## Instruction A
Using the article on Charles Martinet below, decide whether each statement agrees with it: (i) Martinet was born in San Jose, California; (ii) Martinet's first in-game appearance as Mario came in 1991; (iii) Martinet took up acting classes to combat his fear of public speaking. Answer yes or no for each and quote the words of the article that decide it.
* Begin Passage provided *
Image from Wikipedia, Owned by: Pedro Rivera SKYP3R Photography
Image from Wikipedia, Owned by: Pedro Rivera SKYP3R Photography

Charles Martinet, the voice of Mario, Luigi and many other popular characters in the Mario franchise, has retired at 68. While he is no longer working, the impact, memories and soul that his voice brought to the franchise will never be forgotten.

Charles Martinet voiced the popular video game plumbers with his cheery tone from 1991 to 2022 with side roles in 2023’s The Super Mario Bros. Movie before finally retiring. 

Martinet was born on September 17, 1955 in San Jose, California. At twelve years old, he moved to Barcelona. He then relocated to Paris, where he graduated at the American School of Paris in 1974. During his senior year of college, Martinet began taking acting classes to combat his fear of public speaking. Over time, he grew to love using different accents and dialects.  In an interview with BBC, Martinet reveals that he was initially terrified, “Then both of my legs were shaking, and my teeth were clattering. But somehow I got through my ultimate terror in life. And people said, ‘that was great, you were the only person who wasn’t nervous!'”

 Through this positive encouragement of his friends and peers, he got through it and grew to love speaking.

In 1991, he landed the role of Mario. He arrived at the audition at the last minute, just as the workers were packing up, he had never heard of Mario or Nintendo until this moment and only had a brief description to go off of. Despite his lack of knowledge, his voice was the only one sent to Nintendo. He started out voicing Mario in different trade shows and events before his first in-game appearance in the CD version of Mario Teaches Typing in 1994.
* End Passage provided *
* Begin Data lines *
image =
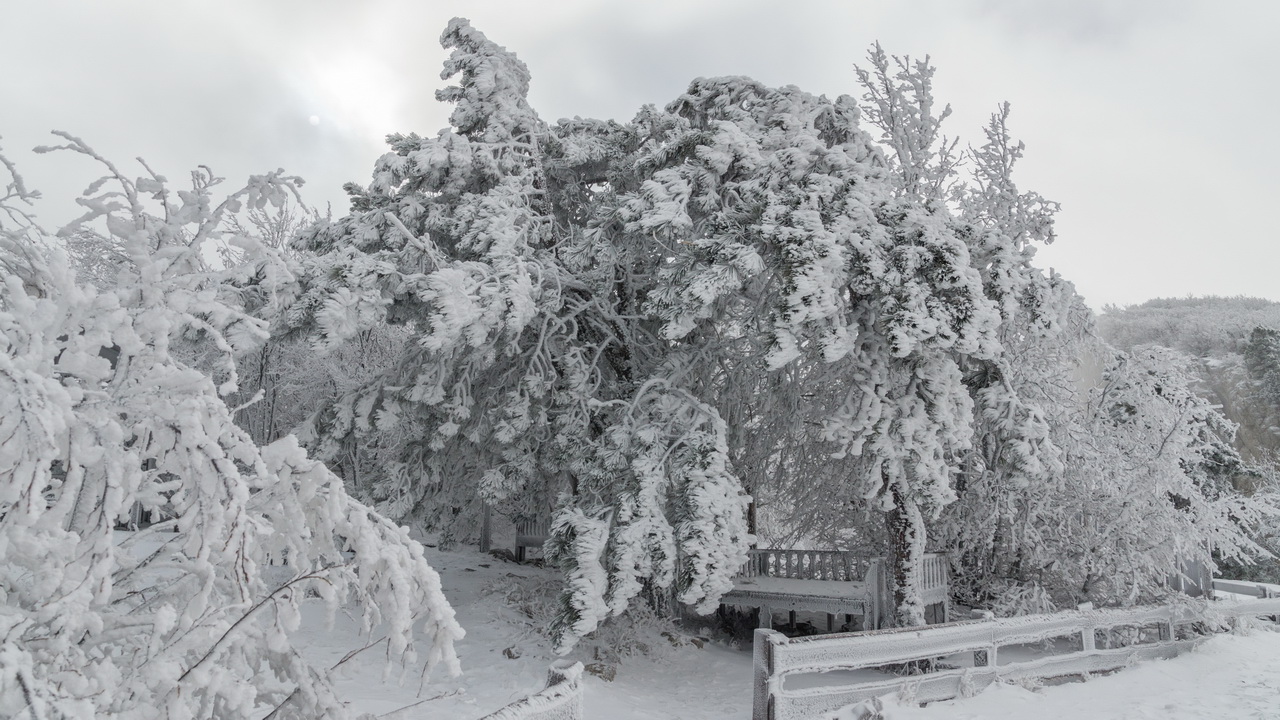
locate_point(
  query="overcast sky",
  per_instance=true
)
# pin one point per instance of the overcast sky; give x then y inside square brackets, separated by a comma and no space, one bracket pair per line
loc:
[1152,122]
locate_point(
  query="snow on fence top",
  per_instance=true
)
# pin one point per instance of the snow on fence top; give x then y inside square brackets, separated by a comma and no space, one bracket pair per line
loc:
[561,700]
[876,662]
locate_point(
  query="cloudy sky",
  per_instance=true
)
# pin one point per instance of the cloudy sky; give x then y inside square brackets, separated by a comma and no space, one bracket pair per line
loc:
[1152,122]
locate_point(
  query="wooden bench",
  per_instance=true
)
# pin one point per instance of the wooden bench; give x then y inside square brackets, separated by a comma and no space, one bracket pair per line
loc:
[831,582]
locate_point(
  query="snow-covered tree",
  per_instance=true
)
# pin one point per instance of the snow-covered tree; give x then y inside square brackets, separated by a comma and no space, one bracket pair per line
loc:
[529,376]
[179,619]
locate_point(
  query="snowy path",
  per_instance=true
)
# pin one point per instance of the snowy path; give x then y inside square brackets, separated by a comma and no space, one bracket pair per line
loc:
[1229,677]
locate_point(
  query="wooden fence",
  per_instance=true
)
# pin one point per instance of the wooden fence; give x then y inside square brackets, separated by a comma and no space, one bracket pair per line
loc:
[964,657]
[1244,587]
[561,700]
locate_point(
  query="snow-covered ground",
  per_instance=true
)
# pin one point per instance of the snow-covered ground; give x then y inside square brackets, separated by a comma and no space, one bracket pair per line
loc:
[504,614]
[1229,677]
[506,654]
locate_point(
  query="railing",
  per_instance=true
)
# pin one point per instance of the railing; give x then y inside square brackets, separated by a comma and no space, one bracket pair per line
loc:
[530,533]
[1142,633]
[561,700]
[805,565]
[1244,587]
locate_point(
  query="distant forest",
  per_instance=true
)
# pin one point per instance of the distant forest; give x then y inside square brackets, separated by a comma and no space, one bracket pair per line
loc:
[1234,342]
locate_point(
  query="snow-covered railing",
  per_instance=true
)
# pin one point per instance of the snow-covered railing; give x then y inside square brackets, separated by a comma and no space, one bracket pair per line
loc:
[837,566]
[561,700]
[530,533]
[1244,587]
[964,657]
[805,565]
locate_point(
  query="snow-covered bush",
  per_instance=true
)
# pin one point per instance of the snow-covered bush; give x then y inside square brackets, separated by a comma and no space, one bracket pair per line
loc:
[178,619]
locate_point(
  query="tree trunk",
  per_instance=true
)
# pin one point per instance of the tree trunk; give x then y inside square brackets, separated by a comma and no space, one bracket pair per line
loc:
[905,560]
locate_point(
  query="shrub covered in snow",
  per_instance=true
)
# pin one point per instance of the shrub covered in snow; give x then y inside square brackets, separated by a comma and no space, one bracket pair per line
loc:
[178,619]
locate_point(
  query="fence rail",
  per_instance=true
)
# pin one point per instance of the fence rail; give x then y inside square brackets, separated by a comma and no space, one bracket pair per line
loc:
[1244,587]
[561,700]
[1142,633]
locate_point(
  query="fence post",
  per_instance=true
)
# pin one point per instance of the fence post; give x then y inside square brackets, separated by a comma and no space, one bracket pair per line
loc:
[762,652]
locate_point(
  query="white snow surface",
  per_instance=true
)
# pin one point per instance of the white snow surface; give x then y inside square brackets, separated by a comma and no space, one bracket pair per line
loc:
[668,683]
[1229,677]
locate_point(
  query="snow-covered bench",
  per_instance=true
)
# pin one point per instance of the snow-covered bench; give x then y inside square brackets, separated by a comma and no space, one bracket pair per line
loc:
[831,582]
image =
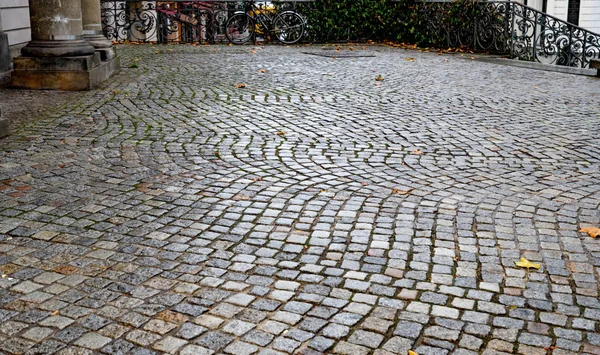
* End Data lines *
## Instruction B
Return every line of the entries above that contains the word "forest".

## Correct answer A
(i) Yes: "Martinet was born on September 17, 1955 in San Jose, California."
(ii) No: "He started out voicing Mario in different trade shows and events before his first in-game appearance in the CD version of Mario Teaches Typing in 1994."
(iii) Yes: "During his senior year of college, Martinet began taking acting classes to combat his fear of public speaking."

## Correct answer B
  query="distant forest",
# pin one point per instance of the distant forest; give x then y inside square brackets, separated by a comma and no space, one bracket pair per line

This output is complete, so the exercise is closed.